▶ **Задание**: Представьте строки всех приведённых ниже записей в виде нумерованного списка, пропустив пустые строки.

▶ **Сохранённые записи**:
▬▬▬

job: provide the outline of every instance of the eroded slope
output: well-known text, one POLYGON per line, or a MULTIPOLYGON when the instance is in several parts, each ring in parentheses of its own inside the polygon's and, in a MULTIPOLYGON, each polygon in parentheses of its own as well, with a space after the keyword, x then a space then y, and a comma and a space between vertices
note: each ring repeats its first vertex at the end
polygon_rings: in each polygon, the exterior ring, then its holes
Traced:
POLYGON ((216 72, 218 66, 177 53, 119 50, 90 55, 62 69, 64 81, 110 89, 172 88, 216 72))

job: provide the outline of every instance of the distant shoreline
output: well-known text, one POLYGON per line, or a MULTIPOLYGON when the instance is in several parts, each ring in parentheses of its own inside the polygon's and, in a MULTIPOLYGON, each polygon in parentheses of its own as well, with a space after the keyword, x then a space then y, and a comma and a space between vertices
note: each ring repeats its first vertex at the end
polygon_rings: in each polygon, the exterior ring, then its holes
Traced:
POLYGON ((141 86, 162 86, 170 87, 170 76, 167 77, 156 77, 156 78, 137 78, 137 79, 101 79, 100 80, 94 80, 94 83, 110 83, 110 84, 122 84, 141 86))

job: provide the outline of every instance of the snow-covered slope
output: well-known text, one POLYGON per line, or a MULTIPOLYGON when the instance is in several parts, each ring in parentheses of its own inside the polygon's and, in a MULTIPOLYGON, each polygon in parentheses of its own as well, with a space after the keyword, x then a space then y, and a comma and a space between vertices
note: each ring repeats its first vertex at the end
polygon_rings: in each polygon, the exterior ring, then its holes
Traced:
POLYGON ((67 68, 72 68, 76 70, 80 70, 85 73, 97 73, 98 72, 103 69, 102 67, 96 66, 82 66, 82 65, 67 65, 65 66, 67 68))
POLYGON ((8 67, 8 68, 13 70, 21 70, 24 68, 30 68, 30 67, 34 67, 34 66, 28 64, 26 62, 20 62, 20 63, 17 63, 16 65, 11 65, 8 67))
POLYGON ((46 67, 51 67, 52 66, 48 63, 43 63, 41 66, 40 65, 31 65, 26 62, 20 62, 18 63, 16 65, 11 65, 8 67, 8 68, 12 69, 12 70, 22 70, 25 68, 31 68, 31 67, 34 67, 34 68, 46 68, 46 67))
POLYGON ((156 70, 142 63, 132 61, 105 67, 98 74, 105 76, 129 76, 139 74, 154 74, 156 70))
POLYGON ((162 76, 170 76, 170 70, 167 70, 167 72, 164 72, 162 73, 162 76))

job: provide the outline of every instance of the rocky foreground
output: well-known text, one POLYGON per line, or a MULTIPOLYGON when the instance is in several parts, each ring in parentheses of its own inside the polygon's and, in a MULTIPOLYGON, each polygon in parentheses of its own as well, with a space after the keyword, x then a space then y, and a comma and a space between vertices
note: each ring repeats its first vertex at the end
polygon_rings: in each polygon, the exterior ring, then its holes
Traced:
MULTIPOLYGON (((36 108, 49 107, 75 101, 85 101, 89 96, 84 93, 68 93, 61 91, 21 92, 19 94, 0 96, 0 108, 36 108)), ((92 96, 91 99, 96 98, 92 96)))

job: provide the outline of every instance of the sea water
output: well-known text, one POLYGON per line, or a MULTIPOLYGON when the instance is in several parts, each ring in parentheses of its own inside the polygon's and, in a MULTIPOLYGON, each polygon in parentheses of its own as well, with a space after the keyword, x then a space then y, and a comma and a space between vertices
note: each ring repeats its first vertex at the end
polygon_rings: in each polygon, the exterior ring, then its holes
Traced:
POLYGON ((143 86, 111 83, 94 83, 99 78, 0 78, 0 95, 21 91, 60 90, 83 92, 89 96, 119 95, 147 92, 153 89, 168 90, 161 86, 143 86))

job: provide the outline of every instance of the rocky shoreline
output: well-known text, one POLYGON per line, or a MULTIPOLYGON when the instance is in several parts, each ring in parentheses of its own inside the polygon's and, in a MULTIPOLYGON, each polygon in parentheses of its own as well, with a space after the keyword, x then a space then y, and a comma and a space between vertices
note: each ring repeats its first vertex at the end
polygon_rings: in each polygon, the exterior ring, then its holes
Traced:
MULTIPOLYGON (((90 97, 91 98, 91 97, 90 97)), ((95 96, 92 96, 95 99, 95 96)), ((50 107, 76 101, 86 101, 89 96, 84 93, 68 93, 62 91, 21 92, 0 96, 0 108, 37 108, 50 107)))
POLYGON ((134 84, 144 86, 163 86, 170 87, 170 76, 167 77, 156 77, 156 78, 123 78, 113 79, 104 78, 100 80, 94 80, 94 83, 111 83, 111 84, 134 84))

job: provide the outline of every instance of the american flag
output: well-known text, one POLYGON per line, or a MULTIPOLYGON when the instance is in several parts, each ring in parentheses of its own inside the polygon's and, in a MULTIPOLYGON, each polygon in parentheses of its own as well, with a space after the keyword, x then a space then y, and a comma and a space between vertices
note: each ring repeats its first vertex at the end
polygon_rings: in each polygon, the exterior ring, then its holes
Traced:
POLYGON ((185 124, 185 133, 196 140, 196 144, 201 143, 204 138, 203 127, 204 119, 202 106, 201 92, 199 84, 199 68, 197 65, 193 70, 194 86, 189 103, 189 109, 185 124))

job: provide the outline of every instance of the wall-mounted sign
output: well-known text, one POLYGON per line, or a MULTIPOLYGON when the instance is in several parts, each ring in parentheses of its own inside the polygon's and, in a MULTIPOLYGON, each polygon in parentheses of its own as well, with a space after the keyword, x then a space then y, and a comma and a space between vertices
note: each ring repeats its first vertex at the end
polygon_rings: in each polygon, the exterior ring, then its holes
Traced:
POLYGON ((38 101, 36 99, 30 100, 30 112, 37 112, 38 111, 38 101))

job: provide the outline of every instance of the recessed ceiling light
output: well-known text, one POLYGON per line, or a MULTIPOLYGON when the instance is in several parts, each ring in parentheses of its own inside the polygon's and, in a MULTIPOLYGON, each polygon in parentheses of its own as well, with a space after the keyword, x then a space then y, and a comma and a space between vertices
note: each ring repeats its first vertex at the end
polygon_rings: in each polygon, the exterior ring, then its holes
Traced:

▬▬▬

▶ **Готовое решение**:
1. job: provide the outline of every instance of the eroded slope
2. output: well-known text, one POLYGON per line, or a MULTIPOLYGON when the instance is in several parts, each ring in parentheses of its own inside the polygon's and, in a MULTIPOLYGON, each polygon in parentheses of its own as well, with a space after the keyword, x then a space then y, and a comma and a space between vertices
3. note: each ring repeats its first vertex at the end
4. polygon_rings: in each polygon, the exterior ring, then its holes
5. Traced:
6. POLYGON ((216 72, 218 66, 177 53, 119 50, 90 55, 62 69, 64 81, 110 89, 172 88, 216 72))
7. job: provide the outline of every instance of the distant shoreline
8. output: well-known text, one POLYGON per line, or a MULTIPOLYGON when the instance is in several parts, each ring in parentheses of its own inside the polygon's and, in a MULTIPOLYGON, each polygon in parentheses of its own as well, with a space after the keyword, x then a space then y, and a comma and a space between vertices
9. note: each ring repeats its first vertex at the end
10. polygon_rings: in each polygon, the exterior ring, then its holes
11. Traced:
12. POLYGON ((141 86, 162 86, 170 87, 170 76, 167 77, 156 77, 156 78, 137 78, 137 79, 101 79, 100 80, 94 80, 94 83, 110 83, 110 84, 122 84, 141 86))
13. job: provide the outline of every instance of the snow-covered slope
14. output: well-known text, one POLYGON per line, or a MULTIPOLYGON when the instance is in several parts, each ring in parentheses of its own inside the polygon's and, in a MULTIPOLYGON, each polygon in parentheses of its own as well, with a space after the keyword, x then a space then y, and a comma and a space between vertices
15. note: each ring repeats its first vertex at the end
16. polygon_rings: in each polygon, the exterior ring, then its holes
17. Traced:
18. POLYGON ((67 68, 72 68, 76 70, 80 70, 85 73, 97 73, 98 72, 103 69, 102 67, 96 66, 82 66, 82 65, 67 65, 65 66, 67 68))
19. POLYGON ((8 67, 8 68, 13 70, 21 70, 24 68, 30 68, 30 67, 34 67, 34 66, 28 64, 26 62, 20 62, 20 63, 17 63, 16 65, 11 65, 8 67))
20. POLYGON ((46 67, 51 67, 52 66, 48 63, 43 63, 41 66, 40 65, 31 65, 26 62, 20 62, 18 63, 16 65, 11 65, 8 67, 8 68, 12 69, 12 70, 22 70, 25 68, 31 68, 31 67, 34 67, 34 68, 46 68, 46 67))
21. POLYGON ((156 70, 142 63, 132 61, 105 67, 98 74, 105 76, 129 76, 139 74, 154 74, 156 70))
22. POLYGON ((162 76, 170 76, 170 70, 167 70, 167 72, 164 72, 162 73, 162 76))
23. job: provide the outline of every instance of the rocky foreground
24. output: well-known text, one POLYGON per line, or a MULTIPOLYGON when the instance is in several parts, each ring in parentheses of its own inside the polygon's and, in a MULTIPOLYGON, each polygon in parentheses of its own as well, with a space after the keyword, x then a space then y, and a comma and a space between vertices
25. note: each ring repeats its first vertex at the end
26. polygon_rings: in each polygon, the exterior ring, then its holes
27. Traced:
28. MULTIPOLYGON (((36 108, 49 107, 75 101, 85 101, 89 96, 84 93, 68 93, 61 91, 21 92, 19 94, 0 96, 0 108, 36 108)), ((92 96, 91 99, 96 98, 92 96)))
29. job: provide the outline of every instance of the sea water
30. output: well-known text, one POLYGON per line, or a MULTIPOLYGON when the instance is in several parts, each ring in parentheses of its own inside the polygon's and, in a MULTIPOLYGON, each polygon in parentheses of its own as well, with a space after the keyword, x then a space then y, and a comma and a space between vertices
31. note: each ring repeats its first vertex at the end
32. polygon_rings: in each polygon, the exterior ring, then its holes
33. Traced:
34. POLYGON ((143 86, 111 83, 94 83, 99 78, 0 78, 0 95, 21 91, 60 90, 83 92, 89 96, 119 95, 147 92, 153 89, 168 90, 161 86, 143 86))
35. job: provide the outline of every instance of the rocky shoreline
36. output: well-known text, one POLYGON per line, or a MULTIPOLYGON when the instance is in several parts, each ring in parentheses of its own inside the polygon's and, in a MULTIPOLYGON, each polygon in parentheses of its own as well, with a space after the keyword, x then a space then y, and a comma and a space between vertices
37. note: each ring repeats its first vertex at the end
38. polygon_rings: in each polygon, the exterior ring, then its holes
39. Traced:
40. MULTIPOLYGON (((90 97, 91 98, 91 97, 90 97)), ((95 96, 92 96, 95 99, 95 96)), ((50 107, 76 101, 86 101, 89 96, 84 93, 68 93, 62 91, 21 92, 0 96, 0 108, 37 108, 50 107)))
41. POLYGON ((134 84, 144 86, 163 86, 170 87, 170 76, 167 77, 156 77, 156 78, 123 78, 113 79, 104 78, 100 80, 94 80, 94 83, 111 83, 111 84, 134 84))
42. job: provide the outline of every instance of the american flag
43. output: well-known text, one POLYGON per line, or a MULTIPOLYGON when the instance is in several parts, each ring in parentheses of its own inside the polygon's and, in a MULTIPOLYGON, each polygon in parentheses of its own as well, with a space after the keyword, x then a space then y, and a comma and a space between vertices
44. note: each ring repeats its first vertex at the end
45. polygon_rings: in each polygon, the exterior ring, then its holes
46. Traced:
47. POLYGON ((185 124, 185 133, 196 140, 196 144, 201 143, 204 138, 203 127, 204 119, 202 106, 201 92, 199 84, 199 68, 197 65, 193 70, 194 86, 189 103, 189 109, 185 124))
48. job: provide the outline of every instance of the wall-mounted sign
49. output: well-known text, one POLYGON per line, or a MULTIPOLYGON when the instance is in several parts, each ring in parentheses of its own inside the polygon's and, in a MULTIPOLYGON, each polygon in parentheses of its own as well, with a space after the keyword, x then a space then y, and a comma and a space between vertices
50. note: each ring repeats its first vertex at the end
51. polygon_rings: in each polygon, the exterior ring, then its holes
52. Traced:
53. POLYGON ((38 101, 36 99, 30 100, 30 112, 37 112, 38 111, 38 101))
54. job: provide the outline of every instance of the recessed ceiling light
55. output: well-known text, one POLYGON per line, or a MULTIPOLYGON when the instance is in several parts, each ring in parentheses of its own inside the polygon's and, in a MULTIPOLYGON, each polygon in parentheses of its own as well, with a space after the keyword, x then a space then y, and a comma and a space between vertices
56. note: each ring repeats its first vertex at the end
57. polygon_rings: in each polygon, the exterior ring, then its holes
58. Traced:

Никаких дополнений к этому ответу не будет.